Excerpt to read -

[openstack-dev] [TripleO] Forming our plans around Ansible

Wesley Hayutin whayutin at redhat.com
Mon Jul 10 03:27:00 UTC 2017

On Fri, Jul 7, 2017 at 6:20 PM, James Slagle <james.slagle at gmail.com> wrote:

> On Fri, Jul 7, 2017 at 5:31 PM, David Moreau Simard <dms at redhat.com>
> wrote:
> > On Fri, Jul 7, 2017 at 1:50 PM, James Slagle <james.slagle at gmail.com>
> wrote:
> >> (0) tripleo-quickstart which follows the common and well accepted
> >> approach to bundling a set of Ansible playbooks/roles.
> >
> > I don't want to de-rail the thread but I really want to bring some
> > attention to a pattern that tripleo-quickstart has been using across
> > it's playbooks and roles.
> > I sincerely hope that we can find a better implementation should we
> > start developing new things from scratch.
> Yes, just to clarify...by "well accepted" I just meant how the git
> repo is organized and how you are expected to interface with those
> playbooks and roles as opposed to what those playbooks/roles actually
> do.
> > I'll sound like a broken record for those that have heard me mention
> > this before but for those that haven't, here's a concrete example of
> > how things are done today:
> > (Sorry for the link overload, making sure the relevant information is
> available)
> >
> > For an example tripleo-quickstart job, here's the console [1] and it's
> > corresponding ARA report [2]:
> > - A bash script is created [3][4][5] from a jinja template [6]
> > - A task executes the bash script [7][8][9]
> From my limited experience, I believe the intent was that the
> playbooks should do what a user is expected to do so that it's as
> close to reproducing the user interface of TripleO 1:1.
> For example, we document users running commands from a shell prompt.
> Therefore, oooq ought to do the same thing as close as possible.

(Stored items from a collection)
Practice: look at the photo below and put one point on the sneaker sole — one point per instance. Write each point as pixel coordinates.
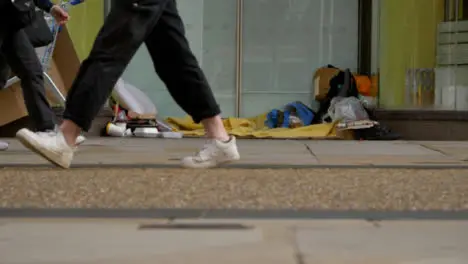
(45, 154)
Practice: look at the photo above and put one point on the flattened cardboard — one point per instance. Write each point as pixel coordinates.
(64, 67)
(322, 81)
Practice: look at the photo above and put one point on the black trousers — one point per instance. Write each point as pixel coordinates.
(17, 52)
(130, 24)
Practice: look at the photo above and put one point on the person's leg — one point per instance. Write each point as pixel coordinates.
(3, 144)
(123, 32)
(179, 70)
(4, 71)
(22, 58)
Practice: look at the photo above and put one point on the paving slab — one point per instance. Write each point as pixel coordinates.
(458, 149)
(368, 148)
(325, 189)
(165, 151)
(283, 242)
(388, 242)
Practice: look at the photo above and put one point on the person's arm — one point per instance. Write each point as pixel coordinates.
(45, 5)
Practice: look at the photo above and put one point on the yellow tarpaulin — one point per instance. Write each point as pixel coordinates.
(254, 127)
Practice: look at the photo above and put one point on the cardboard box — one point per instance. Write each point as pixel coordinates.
(322, 81)
(64, 67)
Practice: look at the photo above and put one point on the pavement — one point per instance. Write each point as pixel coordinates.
(286, 201)
(131, 152)
(146, 241)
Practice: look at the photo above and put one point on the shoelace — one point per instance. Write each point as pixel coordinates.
(206, 151)
(49, 133)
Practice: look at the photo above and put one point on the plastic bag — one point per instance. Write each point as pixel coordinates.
(347, 109)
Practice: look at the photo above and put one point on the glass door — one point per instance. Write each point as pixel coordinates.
(284, 42)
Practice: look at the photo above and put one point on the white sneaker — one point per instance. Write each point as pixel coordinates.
(51, 146)
(79, 140)
(3, 145)
(213, 154)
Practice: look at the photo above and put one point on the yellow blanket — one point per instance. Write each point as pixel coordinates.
(254, 128)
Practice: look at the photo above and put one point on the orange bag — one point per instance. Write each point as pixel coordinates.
(364, 84)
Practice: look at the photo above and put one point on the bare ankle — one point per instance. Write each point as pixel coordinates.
(214, 128)
(70, 132)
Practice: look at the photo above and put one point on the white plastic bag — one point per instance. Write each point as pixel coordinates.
(347, 109)
(133, 99)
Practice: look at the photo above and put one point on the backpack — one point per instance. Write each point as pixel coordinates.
(293, 114)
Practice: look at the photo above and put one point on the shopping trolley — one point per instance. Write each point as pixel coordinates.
(45, 53)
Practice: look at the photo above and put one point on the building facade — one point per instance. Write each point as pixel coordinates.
(261, 54)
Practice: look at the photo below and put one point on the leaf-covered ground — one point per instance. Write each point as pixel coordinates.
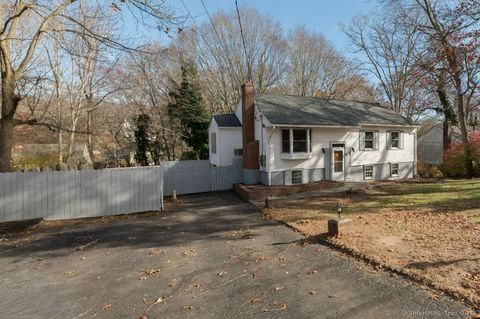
(429, 230)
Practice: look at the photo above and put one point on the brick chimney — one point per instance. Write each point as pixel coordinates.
(250, 145)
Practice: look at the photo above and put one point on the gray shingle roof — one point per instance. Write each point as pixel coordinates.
(227, 120)
(296, 110)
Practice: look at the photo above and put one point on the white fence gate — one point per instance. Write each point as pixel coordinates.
(188, 177)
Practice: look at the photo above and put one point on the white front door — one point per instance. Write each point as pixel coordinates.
(338, 163)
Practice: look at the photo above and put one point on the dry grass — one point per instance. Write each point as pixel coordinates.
(429, 230)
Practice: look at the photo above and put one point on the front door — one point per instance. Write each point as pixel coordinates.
(338, 163)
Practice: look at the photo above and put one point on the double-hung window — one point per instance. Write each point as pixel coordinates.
(296, 141)
(394, 140)
(297, 177)
(394, 170)
(368, 172)
(369, 140)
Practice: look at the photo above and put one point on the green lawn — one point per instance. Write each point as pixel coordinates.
(451, 195)
(455, 195)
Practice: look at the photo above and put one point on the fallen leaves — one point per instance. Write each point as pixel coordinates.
(144, 274)
(255, 300)
(282, 307)
(106, 306)
(153, 252)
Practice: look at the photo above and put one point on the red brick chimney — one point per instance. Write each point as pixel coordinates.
(250, 145)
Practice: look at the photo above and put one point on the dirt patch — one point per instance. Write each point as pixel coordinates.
(260, 191)
(438, 243)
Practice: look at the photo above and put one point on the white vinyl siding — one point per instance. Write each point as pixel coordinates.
(213, 143)
(394, 169)
(369, 140)
(296, 141)
(394, 140)
(368, 172)
(297, 177)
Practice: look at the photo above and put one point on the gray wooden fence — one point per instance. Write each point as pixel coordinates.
(77, 194)
(188, 177)
(92, 193)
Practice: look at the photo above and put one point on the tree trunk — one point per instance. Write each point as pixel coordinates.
(464, 132)
(90, 135)
(9, 105)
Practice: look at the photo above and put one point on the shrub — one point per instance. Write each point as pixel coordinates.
(428, 171)
(33, 161)
(454, 157)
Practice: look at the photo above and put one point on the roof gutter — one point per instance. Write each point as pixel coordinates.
(307, 126)
(362, 125)
(389, 125)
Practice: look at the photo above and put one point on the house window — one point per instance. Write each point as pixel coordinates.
(368, 172)
(213, 143)
(296, 140)
(394, 169)
(369, 136)
(394, 140)
(297, 177)
(300, 141)
(285, 141)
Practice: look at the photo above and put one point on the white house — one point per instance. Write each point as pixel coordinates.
(225, 139)
(292, 140)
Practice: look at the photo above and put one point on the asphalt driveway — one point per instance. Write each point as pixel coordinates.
(212, 256)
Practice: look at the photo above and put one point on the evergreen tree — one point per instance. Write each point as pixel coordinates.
(142, 139)
(188, 108)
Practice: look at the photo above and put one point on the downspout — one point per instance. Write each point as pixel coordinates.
(269, 169)
(415, 153)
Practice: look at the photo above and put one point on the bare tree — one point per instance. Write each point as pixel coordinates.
(23, 29)
(317, 69)
(221, 60)
(452, 31)
(149, 78)
(388, 48)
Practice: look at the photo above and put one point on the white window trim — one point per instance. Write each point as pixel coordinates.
(291, 154)
(365, 141)
(365, 172)
(391, 169)
(391, 140)
(301, 176)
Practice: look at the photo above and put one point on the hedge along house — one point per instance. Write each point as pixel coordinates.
(293, 140)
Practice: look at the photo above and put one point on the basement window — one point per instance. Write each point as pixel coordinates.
(368, 140)
(394, 170)
(368, 172)
(297, 177)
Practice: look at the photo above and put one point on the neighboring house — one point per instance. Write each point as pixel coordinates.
(225, 136)
(292, 140)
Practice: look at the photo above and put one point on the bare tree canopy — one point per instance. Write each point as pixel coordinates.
(27, 26)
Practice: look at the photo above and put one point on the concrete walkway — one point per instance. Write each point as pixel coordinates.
(212, 256)
(348, 186)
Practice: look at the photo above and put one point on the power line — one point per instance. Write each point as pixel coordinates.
(249, 69)
(216, 33)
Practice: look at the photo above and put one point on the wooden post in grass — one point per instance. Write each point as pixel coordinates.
(337, 226)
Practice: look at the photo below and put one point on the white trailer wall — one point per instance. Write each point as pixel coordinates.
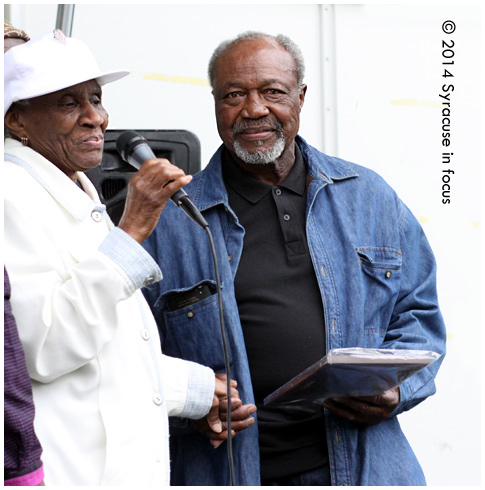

What to do -
1/ Answer these questions from the email:
(a) On what date was the email sent?
(b) In the tripleo-quickstart example, what is the bash script created from?
(c) According to James Slagle, what is documented for users to do?
2/ List every person named as a writer or sender in the email.
3/ Write out the stretch of the email from "Wesley Hayutin whayutin" through "of Ansible playbooks/roles.".

Per-task outputs -
1/
(a) Mon Jul 10, 2017
(b) A jinja template
(c) Run commands from a shell prompt

2/
Wesley Hayutin
James Slagle
David Moreau Simard

3/
Wesley Hayutin whayutin at redhat.com
Mon Jul 10 03:27:00 UTC 2017

On Fri, Jul 7, 2017 at 6:20 PM, James Slagle <james.slagle at gmail.com> wrote:

> On Fri, Jul 7, 2017 at 5:31 PM, David Moreau Simard <dms at redhat.com>
> wrote:
> > On Fri, Jul 7, 2017 at 1:50 PM, James Slagle <james.slagle at gmail.com>
> wrote:
> >> (0) tripleo-quickstart which follows the common and well accepted
> >> approach to bundling a set of Ansible playbooks/roles.